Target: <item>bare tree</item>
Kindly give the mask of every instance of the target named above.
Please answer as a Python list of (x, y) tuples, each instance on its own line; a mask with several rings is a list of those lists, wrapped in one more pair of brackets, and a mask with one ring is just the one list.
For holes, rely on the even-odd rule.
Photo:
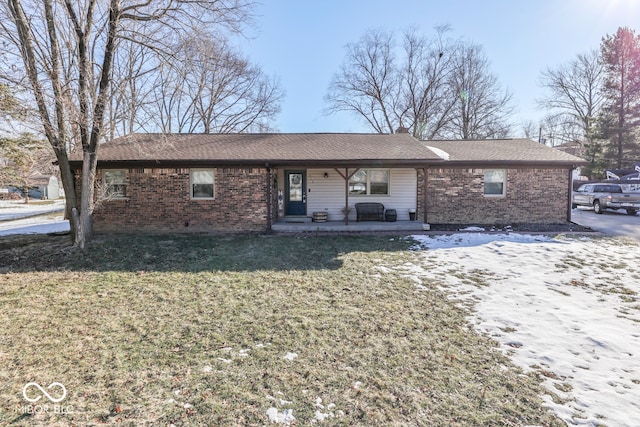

## What you will do
The copy runs from the line containing "Please answer as" through the last line of the material, both ends included. Reproduce those lines exactly and drop the pictures.

## Exercise solution
Please answer as a Python list of (x, y) tuples, each instance on its own line; a mask with several rings is a list of those lists, wrapped in one more pair of brackets, and a mask with one ring is just the one list.
For holes, rely on the even-odd rule.
Photo:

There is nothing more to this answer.